> [DESCRIPTION OF THE TASK]:
Copy the records word for word, from their first line up to and including the line with "column 241, row 258", and leave out the pictures.

> [DATA PROVIDED]:
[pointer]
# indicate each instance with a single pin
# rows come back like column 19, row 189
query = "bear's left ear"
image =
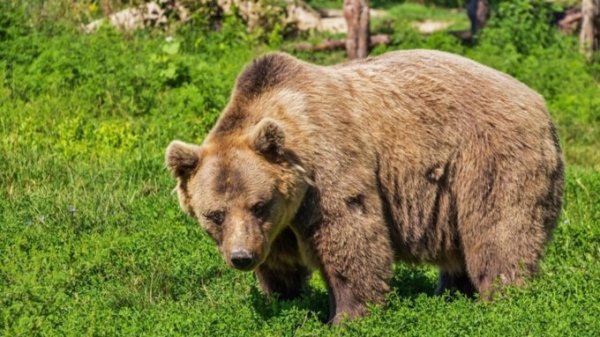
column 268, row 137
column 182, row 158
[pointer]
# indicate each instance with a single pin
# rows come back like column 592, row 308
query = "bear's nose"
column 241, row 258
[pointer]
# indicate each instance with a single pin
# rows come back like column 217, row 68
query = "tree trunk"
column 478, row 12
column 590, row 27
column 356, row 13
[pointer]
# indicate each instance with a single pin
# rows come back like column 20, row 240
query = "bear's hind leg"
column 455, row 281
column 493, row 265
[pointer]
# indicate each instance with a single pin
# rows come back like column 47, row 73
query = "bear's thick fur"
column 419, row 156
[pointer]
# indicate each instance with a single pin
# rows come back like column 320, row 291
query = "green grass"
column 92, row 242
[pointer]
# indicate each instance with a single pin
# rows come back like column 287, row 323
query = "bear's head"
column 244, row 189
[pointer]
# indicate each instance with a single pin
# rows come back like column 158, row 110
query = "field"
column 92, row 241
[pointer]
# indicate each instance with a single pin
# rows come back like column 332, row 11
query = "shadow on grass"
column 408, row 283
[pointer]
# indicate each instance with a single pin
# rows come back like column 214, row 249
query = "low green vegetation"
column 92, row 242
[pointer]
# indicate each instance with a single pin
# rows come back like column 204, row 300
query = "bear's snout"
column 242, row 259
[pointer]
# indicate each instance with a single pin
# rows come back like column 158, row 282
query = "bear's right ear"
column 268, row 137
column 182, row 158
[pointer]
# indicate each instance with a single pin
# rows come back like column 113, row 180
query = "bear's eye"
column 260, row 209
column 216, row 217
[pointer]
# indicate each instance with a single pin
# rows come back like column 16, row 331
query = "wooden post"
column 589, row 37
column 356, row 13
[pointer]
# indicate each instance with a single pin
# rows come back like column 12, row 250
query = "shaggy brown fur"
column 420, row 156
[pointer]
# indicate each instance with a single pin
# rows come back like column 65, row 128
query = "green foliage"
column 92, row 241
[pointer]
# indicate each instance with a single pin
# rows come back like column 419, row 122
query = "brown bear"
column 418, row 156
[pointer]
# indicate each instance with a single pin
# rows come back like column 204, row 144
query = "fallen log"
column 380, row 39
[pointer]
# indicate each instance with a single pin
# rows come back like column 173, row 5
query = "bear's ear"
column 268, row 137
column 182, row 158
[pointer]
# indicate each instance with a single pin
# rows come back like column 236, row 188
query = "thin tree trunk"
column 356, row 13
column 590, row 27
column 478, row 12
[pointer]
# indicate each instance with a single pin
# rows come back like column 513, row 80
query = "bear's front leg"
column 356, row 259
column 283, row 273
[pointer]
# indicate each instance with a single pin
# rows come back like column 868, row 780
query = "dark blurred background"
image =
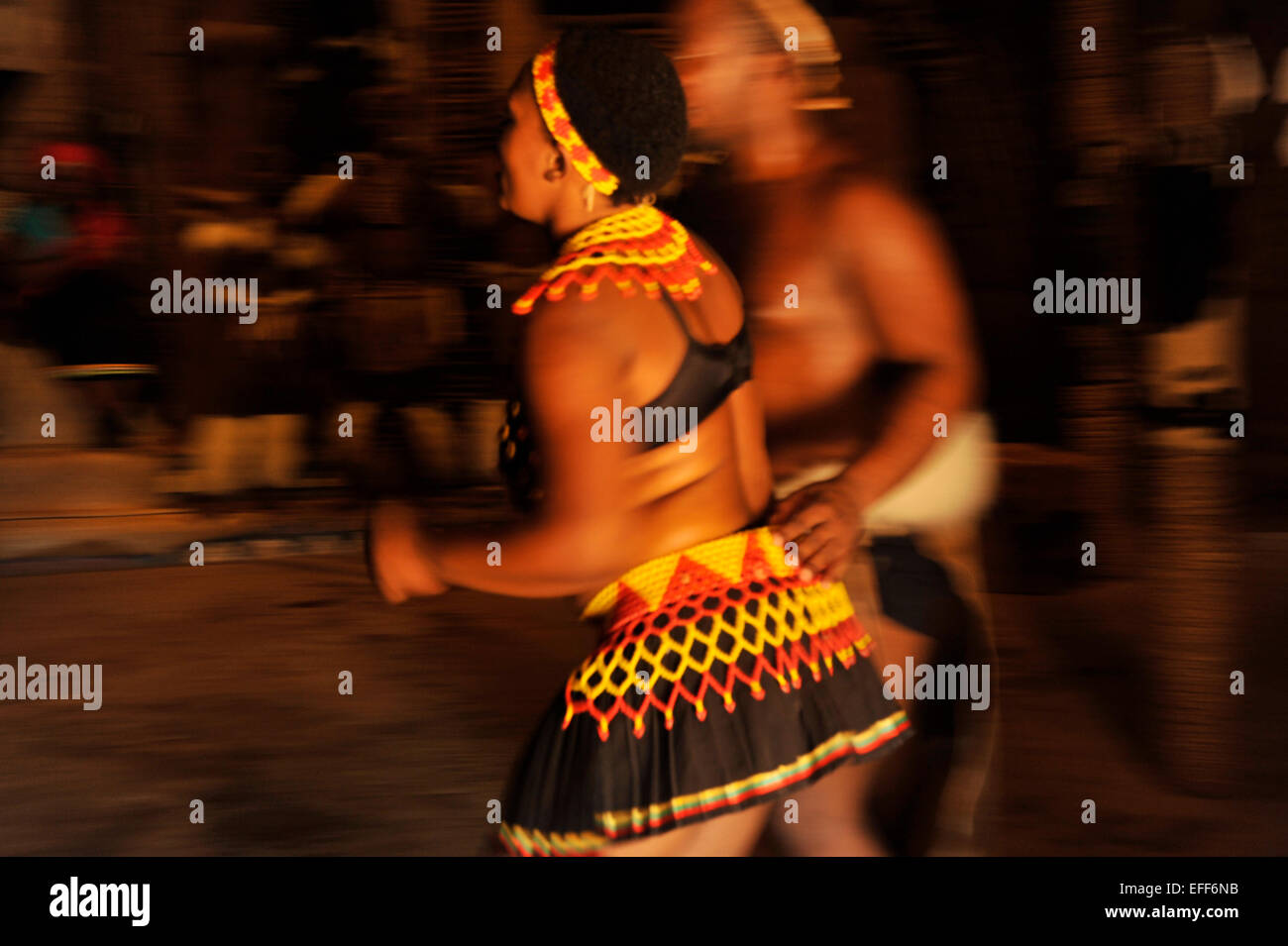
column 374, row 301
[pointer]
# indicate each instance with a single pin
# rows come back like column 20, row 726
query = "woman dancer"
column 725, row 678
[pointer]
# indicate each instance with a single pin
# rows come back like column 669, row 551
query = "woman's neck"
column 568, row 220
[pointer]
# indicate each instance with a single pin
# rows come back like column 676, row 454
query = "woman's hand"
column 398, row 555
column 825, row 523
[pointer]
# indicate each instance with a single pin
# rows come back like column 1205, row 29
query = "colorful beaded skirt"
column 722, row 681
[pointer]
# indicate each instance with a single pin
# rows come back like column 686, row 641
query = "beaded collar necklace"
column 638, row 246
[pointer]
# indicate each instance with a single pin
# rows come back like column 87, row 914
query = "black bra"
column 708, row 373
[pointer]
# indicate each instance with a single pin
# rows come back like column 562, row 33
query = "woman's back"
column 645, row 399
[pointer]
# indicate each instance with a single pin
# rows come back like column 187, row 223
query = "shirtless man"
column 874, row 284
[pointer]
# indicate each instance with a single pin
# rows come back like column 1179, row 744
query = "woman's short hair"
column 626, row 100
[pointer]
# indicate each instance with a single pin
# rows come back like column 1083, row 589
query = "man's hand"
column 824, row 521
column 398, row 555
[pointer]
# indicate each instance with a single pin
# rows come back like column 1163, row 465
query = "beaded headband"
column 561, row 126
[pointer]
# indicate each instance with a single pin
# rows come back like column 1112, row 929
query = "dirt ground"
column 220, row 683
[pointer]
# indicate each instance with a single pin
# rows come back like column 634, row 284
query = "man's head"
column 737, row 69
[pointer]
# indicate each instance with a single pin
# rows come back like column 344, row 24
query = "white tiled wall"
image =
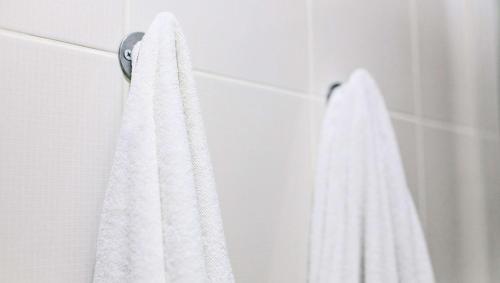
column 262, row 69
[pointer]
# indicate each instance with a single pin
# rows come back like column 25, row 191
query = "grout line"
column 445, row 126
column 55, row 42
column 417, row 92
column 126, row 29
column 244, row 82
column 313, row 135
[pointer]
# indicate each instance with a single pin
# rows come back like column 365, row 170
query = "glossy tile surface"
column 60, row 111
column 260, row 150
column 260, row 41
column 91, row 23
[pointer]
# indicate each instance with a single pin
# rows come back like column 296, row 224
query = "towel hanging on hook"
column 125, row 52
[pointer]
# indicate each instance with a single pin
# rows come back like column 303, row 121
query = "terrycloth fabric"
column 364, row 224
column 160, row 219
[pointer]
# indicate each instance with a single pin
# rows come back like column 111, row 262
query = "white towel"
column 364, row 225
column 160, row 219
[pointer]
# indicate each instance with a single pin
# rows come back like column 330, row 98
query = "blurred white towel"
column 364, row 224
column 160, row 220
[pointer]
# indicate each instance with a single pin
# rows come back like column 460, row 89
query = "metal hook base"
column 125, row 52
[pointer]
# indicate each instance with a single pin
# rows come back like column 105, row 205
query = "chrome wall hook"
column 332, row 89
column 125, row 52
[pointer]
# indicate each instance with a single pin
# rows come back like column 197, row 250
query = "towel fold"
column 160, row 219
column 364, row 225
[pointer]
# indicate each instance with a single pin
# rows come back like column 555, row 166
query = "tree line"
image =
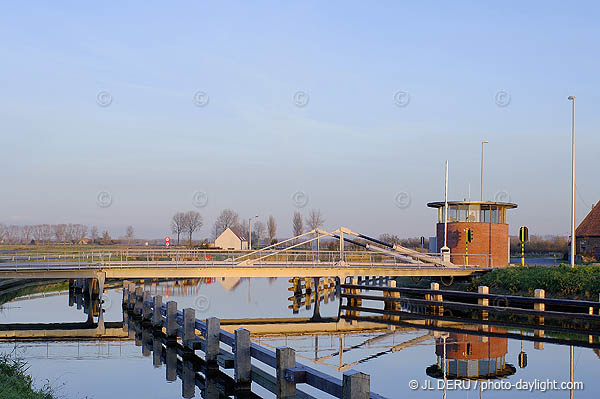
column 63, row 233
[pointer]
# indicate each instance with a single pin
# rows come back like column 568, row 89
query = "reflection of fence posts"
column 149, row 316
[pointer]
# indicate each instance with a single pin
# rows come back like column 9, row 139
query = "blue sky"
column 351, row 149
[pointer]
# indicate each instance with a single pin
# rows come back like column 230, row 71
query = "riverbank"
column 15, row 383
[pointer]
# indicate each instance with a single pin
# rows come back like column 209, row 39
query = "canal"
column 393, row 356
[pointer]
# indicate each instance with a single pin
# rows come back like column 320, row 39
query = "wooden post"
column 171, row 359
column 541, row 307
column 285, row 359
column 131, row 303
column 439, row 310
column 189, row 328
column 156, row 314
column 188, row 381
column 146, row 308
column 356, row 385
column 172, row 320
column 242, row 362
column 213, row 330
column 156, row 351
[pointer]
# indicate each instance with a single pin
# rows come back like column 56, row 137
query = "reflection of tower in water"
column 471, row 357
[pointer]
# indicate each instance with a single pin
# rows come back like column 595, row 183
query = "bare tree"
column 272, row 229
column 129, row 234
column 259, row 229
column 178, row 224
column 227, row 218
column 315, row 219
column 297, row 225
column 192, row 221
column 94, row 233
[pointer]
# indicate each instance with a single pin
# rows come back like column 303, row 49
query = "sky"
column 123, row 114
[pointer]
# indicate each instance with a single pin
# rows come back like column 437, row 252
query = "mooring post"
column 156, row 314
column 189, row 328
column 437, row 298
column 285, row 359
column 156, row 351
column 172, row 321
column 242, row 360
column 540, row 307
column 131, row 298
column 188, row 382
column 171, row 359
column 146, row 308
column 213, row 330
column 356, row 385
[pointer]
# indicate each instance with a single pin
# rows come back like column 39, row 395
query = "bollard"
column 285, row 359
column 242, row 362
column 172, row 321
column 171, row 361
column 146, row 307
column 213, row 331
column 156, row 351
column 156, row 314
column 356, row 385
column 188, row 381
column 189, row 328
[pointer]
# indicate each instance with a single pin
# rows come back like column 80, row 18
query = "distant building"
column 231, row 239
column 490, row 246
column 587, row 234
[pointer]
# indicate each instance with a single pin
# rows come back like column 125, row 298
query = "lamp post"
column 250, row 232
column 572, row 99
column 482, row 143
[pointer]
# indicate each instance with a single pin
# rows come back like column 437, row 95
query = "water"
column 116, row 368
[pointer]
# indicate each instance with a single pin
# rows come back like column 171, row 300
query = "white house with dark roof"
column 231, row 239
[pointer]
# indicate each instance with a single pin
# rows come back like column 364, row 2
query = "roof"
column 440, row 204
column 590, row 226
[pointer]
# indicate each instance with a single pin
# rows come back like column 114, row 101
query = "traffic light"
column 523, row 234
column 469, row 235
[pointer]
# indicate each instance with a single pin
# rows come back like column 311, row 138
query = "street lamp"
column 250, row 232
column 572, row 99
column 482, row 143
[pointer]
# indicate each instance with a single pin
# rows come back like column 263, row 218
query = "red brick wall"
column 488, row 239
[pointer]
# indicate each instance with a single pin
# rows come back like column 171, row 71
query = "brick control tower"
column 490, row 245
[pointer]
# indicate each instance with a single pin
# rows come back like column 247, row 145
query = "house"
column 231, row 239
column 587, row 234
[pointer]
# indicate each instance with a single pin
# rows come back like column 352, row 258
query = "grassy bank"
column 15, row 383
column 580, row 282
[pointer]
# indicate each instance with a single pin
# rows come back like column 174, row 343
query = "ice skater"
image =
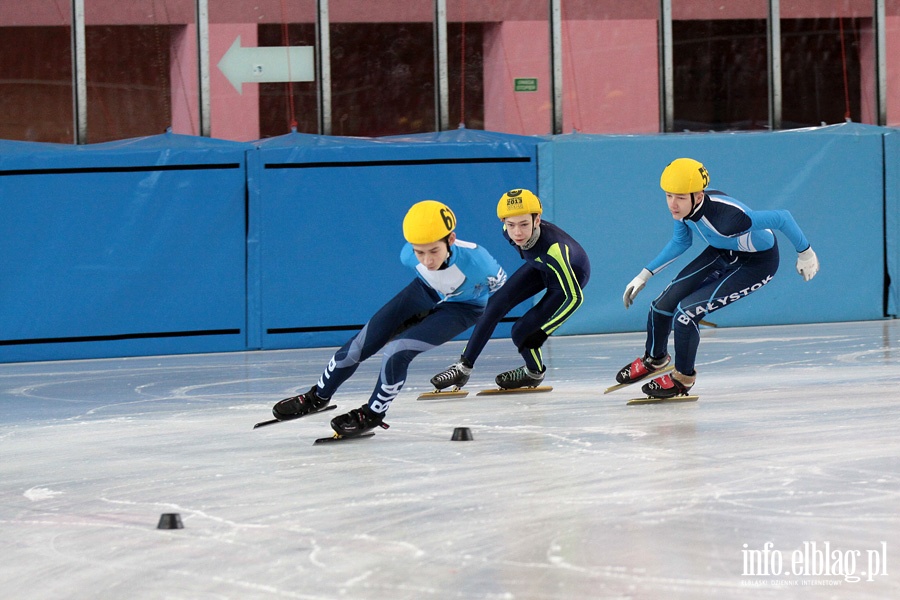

> [THE RESULT]:
[pointer]
# indicate each instance with a single pin
# rows come back like column 19, row 189
query = "bear's left ear"
image =
column 268, row 137
column 182, row 158
[pointer]
# indicate each instance with a single pin
# rows come back like column 592, row 308
query = "bear's nose"
column 241, row 258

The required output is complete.